Aim ::
Can you reproduce every one of the records below word for word, changing nothing?

Entries shown ::
====================

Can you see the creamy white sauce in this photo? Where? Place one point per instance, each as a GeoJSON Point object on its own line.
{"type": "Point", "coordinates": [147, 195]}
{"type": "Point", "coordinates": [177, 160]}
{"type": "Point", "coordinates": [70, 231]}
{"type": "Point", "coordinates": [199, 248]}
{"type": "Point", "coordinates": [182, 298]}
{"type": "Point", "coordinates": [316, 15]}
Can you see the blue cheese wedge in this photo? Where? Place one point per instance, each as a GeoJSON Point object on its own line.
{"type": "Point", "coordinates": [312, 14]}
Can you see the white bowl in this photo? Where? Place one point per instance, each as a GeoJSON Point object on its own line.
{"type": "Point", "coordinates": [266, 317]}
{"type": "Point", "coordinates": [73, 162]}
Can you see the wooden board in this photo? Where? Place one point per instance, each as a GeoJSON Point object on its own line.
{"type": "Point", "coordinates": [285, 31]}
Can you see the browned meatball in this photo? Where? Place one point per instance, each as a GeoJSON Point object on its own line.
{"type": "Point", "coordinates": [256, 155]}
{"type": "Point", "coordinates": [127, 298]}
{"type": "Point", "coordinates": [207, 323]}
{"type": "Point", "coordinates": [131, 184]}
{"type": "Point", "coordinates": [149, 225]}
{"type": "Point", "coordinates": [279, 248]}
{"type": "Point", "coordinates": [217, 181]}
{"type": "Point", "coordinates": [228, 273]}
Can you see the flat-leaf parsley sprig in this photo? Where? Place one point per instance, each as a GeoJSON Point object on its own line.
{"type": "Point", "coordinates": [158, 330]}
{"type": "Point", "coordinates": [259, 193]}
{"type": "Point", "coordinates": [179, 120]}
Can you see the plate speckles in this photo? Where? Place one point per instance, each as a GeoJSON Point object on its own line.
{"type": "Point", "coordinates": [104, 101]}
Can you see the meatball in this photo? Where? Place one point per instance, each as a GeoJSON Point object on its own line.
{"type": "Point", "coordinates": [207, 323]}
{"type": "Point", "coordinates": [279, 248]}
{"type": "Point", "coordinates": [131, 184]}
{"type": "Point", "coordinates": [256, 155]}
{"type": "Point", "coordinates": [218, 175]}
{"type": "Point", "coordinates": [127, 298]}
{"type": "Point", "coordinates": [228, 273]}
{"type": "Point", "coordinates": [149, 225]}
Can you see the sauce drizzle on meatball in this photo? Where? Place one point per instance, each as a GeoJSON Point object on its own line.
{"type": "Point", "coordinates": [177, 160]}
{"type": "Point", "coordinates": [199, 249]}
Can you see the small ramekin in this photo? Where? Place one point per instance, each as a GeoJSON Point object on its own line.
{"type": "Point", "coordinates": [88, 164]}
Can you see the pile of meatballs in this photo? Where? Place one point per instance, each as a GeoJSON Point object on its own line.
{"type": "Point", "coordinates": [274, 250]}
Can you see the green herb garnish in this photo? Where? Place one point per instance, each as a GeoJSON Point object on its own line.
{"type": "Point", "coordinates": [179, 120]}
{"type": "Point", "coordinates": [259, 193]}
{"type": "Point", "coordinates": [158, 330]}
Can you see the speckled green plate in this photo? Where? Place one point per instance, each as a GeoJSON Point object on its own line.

====================

Response ::
Can you see the creamy white sauce in this photo? Where? Place one point per instance, each as a GeoJSON Point object on its own line.
{"type": "Point", "coordinates": [147, 195]}
{"type": "Point", "coordinates": [177, 160]}
{"type": "Point", "coordinates": [70, 231]}
{"type": "Point", "coordinates": [199, 248]}
{"type": "Point", "coordinates": [182, 298]}
{"type": "Point", "coordinates": [316, 15]}
Can you see the blue cheese wedge in this photo? Where? Place one point per instance, each as a GeoJSON Point object on its own line.
{"type": "Point", "coordinates": [312, 14]}
Can you see the white bowl in this photo? Where? Place one point per instance, each as a GeoJSON Point object on its own line.
{"type": "Point", "coordinates": [266, 317]}
{"type": "Point", "coordinates": [73, 162]}
Can you see the wooden board in this photo? Where? Place one point per instance, each as a GeoJSON Point object on its own line.
{"type": "Point", "coordinates": [285, 31]}
Can you see the browned meatball in this photo? Where? Place one point per instance, each as a GeoJSON Point object on its own line.
{"type": "Point", "coordinates": [256, 155]}
{"type": "Point", "coordinates": [127, 298]}
{"type": "Point", "coordinates": [207, 323]}
{"type": "Point", "coordinates": [131, 184]}
{"type": "Point", "coordinates": [149, 225]}
{"type": "Point", "coordinates": [279, 248]}
{"type": "Point", "coordinates": [217, 181]}
{"type": "Point", "coordinates": [228, 273]}
Can you see the flat-leaf parsley sprig in this photo? Where? Place one point per instance, each as a GeoJSON Point object on its own line.
{"type": "Point", "coordinates": [158, 330]}
{"type": "Point", "coordinates": [259, 193]}
{"type": "Point", "coordinates": [179, 120]}
Can you see the plate speckles in this photo? Where? Place one point per instance, each as a GeoJSON Point object on its own line.
{"type": "Point", "coordinates": [104, 101]}
Can you see the meatball in this photo? Where? Place one point per instance, each as a GeoJSON Point object on its own line.
{"type": "Point", "coordinates": [207, 323]}
{"type": "Point", "coordinates": [279, 248]}
{"type": "Point", "coordinates": [131, 184]}
{"type": "Point", "coordinates": [256, 155]}
{"type": "Point", "coordinates": [218, 175]}
{"type": "Point", "coordinates": [127, 298]}
{"type": "Point", "coordinates": [228, 273]}
{"type": "Point", "coordinates": [149, 225]}
Can you see the sauce drizzle on meatball in this photo? Where? Place one point per instance, each as a GeoJSON Point object on its own line.
{"type": "Point", "coordinates": [177, 160]}
{"type": "Point", "coordinates": [199, 249]}
Can you see the small ramekin in this photo? Where? Place one point per instance, each as a GeoJSON Point object on its own line.
{"type": "Point", "coordinates": [88, 164]}
Can you see the pile of meatballs in this photo? Where? Place one point per instance, each as a GeoJSON Point object on its own line.
{"type": "Point", "coordinates": [274, 250]}
Can you see the green herb garnish in this photo? Where? Place one point per instance, each as a GeoJSON Point object on its own line.
{"type": "Point", "coordinates": [179, 120]}
{"type": "Point", "coordinates": [259, 193]}
{"type": "Point", "coordinates": [158, 330]}
Can you see the speckled green plate in this photo? Where? Place one point per instance, each as a GeoJSON Point object on its own line.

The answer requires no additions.